→ **WORK ORDER**:
With nothing omitted, transcribe the entries exactly as written.

→ **GIVEN DATA**:
[Start of section]

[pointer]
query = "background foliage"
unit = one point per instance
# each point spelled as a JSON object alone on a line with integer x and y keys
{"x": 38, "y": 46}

[End of section]

→ **YOUR SOLUTION**:
[pointer]
query = "background foliage"
unit = one point per instance
# each point spelled as a JSON object alone on a line with integer x and y keys
{"x": 38, "y": 46}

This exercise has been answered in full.